Task directions
Starting with the line that holds "of the parked", copy out each remaining line of the listing below, up to and including the last one, and include nothing else.

[Items listed in a dataset]

▼▼▼

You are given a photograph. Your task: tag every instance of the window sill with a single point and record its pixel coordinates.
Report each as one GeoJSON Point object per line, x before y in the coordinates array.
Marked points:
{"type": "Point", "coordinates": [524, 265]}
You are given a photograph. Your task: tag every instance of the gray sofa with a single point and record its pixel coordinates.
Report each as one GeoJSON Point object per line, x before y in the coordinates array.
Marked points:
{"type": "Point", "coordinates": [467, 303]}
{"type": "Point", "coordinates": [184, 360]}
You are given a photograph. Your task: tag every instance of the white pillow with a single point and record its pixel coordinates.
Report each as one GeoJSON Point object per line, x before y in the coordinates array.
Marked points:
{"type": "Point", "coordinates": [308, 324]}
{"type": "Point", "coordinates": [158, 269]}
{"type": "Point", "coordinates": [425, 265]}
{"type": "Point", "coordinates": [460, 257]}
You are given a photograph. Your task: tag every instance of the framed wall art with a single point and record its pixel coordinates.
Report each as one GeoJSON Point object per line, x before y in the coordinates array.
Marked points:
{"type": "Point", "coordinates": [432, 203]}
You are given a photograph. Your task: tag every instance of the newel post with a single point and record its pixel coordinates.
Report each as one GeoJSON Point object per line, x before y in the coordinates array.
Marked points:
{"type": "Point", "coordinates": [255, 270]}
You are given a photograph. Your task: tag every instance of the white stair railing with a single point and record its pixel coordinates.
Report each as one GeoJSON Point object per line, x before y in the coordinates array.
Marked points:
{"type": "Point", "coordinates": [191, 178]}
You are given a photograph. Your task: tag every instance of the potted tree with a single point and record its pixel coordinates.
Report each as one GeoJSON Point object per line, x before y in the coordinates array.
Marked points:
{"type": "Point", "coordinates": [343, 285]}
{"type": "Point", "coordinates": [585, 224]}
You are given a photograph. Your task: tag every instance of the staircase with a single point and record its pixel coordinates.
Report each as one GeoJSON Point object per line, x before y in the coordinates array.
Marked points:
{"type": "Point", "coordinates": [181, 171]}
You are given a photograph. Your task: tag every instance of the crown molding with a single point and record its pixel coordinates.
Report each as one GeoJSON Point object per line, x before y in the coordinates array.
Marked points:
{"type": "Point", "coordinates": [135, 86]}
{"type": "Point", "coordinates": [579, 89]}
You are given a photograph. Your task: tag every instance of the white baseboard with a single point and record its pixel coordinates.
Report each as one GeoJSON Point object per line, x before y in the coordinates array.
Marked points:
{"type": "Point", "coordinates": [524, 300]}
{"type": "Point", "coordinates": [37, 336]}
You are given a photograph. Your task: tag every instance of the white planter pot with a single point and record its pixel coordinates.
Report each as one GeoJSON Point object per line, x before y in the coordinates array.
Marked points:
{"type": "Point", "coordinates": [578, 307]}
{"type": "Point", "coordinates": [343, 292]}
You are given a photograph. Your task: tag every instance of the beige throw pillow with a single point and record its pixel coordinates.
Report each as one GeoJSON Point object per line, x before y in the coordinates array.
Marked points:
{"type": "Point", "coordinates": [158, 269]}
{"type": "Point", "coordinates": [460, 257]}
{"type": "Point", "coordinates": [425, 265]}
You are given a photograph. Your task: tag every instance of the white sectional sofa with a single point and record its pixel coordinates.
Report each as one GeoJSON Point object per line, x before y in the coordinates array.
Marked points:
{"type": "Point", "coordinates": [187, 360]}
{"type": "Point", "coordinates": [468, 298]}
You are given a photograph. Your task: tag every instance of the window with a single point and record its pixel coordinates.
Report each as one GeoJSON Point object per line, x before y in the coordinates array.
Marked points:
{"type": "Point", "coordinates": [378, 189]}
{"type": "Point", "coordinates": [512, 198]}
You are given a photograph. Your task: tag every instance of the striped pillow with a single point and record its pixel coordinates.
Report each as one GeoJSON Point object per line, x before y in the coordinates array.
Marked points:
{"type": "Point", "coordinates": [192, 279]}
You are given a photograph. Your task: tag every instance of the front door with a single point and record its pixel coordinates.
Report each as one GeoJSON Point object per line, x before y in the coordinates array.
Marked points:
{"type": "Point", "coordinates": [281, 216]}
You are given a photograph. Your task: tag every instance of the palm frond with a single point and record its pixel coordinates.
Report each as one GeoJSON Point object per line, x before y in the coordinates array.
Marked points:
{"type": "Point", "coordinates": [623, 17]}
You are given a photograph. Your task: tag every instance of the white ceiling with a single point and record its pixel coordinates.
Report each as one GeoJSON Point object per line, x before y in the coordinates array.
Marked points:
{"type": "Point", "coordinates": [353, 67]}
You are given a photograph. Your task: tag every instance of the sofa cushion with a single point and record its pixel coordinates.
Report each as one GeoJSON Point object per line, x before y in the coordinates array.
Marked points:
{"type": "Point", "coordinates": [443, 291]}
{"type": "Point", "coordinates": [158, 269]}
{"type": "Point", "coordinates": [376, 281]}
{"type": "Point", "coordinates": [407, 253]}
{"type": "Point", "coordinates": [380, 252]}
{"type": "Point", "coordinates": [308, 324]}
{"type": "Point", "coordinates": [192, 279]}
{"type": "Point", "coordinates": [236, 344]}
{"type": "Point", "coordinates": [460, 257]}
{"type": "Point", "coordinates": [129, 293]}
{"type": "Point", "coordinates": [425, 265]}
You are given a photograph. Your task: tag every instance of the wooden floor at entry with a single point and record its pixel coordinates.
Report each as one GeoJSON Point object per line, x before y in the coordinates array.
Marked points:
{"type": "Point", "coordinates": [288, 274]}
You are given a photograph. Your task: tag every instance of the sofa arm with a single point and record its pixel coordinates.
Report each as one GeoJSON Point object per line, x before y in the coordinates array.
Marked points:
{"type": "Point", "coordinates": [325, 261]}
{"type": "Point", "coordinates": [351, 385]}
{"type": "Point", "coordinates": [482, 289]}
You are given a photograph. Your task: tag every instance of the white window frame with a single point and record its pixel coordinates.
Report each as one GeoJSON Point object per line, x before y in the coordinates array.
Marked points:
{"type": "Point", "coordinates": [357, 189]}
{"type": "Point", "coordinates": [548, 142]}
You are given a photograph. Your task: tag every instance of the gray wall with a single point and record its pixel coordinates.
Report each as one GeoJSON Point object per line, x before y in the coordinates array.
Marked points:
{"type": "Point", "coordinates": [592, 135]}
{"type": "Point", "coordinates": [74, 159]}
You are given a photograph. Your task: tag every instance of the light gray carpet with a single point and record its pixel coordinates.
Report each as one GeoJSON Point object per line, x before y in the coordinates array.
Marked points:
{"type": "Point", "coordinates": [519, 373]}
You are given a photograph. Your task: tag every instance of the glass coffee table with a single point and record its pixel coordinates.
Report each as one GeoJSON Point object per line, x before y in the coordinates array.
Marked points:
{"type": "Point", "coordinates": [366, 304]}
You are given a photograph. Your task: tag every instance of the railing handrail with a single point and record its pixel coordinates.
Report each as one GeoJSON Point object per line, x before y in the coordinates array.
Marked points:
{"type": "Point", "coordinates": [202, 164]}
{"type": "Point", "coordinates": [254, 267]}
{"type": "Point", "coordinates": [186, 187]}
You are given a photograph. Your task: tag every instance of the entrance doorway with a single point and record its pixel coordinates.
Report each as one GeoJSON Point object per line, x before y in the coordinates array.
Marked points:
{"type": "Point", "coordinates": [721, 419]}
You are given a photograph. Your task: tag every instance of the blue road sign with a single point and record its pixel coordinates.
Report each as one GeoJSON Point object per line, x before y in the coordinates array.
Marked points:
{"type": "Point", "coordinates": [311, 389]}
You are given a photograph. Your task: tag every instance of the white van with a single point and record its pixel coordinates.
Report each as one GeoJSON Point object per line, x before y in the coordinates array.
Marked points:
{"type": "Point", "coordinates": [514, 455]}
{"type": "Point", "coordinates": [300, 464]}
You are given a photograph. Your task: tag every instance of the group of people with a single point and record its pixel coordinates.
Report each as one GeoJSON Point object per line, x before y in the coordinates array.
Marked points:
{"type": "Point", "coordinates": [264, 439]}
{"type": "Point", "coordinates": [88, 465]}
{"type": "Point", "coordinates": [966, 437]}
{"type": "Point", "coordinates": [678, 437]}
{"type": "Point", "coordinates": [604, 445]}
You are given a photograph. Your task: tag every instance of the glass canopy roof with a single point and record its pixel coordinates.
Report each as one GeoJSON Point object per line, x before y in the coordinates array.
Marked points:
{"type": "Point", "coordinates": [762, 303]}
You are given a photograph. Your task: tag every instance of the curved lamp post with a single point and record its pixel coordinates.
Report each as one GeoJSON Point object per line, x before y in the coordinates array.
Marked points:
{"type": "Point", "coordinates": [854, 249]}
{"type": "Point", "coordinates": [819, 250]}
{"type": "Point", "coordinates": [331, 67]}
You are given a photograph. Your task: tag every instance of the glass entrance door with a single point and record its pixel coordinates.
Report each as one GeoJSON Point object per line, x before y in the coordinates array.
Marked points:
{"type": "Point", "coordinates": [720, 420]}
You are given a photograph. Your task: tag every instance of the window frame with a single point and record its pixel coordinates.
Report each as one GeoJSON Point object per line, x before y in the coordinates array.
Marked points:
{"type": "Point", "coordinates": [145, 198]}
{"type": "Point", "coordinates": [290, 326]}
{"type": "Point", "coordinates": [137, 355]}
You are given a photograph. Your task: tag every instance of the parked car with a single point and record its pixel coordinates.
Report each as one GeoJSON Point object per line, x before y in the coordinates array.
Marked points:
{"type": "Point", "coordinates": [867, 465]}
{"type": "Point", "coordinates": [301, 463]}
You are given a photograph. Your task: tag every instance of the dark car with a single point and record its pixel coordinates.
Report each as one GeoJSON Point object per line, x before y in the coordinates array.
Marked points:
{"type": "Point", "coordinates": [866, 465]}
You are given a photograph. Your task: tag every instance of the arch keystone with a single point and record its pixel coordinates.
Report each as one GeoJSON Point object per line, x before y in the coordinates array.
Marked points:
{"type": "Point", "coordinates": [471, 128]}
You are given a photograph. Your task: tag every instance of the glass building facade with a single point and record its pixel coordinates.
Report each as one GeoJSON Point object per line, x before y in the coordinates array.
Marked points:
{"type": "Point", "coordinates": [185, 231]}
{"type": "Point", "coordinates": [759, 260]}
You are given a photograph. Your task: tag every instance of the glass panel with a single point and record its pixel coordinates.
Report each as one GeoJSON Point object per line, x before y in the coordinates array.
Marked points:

▲▲▲

Full answer
You are given a photograph. Your task: tag every instance of the parked car with a single point and record its pixel coordinates.
Report each as one GeoJSON Point object per line, x before y in the coordinates array.
Marked points:
{"type": "Point", "coordinates": [867, 465]}
{"type": "Point", "coordinates": [301, 463]}
You are given a photograph. Your task: tag every instance of the dark car with a single point and record its pixel coordinates.
Report each as one GeoJSON Point object per line, x before y in the coordinates array.
Marked points:
{"type": "Point", "coordinates": [866, 465]}
You are given a photograph. Your task: tag every instance of the arch keystone with a single point and record its pixel coordinates.
Report each as one GeoJSON Point object per line, x before y in the coordinates array.
Marked points:
{"type": "Point", "coordinates": [471, 128]}
You are given a photograph. Your task: tag every instance of the glass building facade with a single point and record its pixel coordinates.
Report each as one GeoJSON Point object per line, x before y in the coordinates array.
Marked points:
{"type": "Point", "coordinates": [185, 231]}
{"type": "Point", "coordinates": [759, 260]}
You are given a photograph. Your task: tag every instance of the glass panel with a single point and record its pixel coordinates.
Report each as one GeoJSON Point object per line, x before y in the coordinates array.
Marked points:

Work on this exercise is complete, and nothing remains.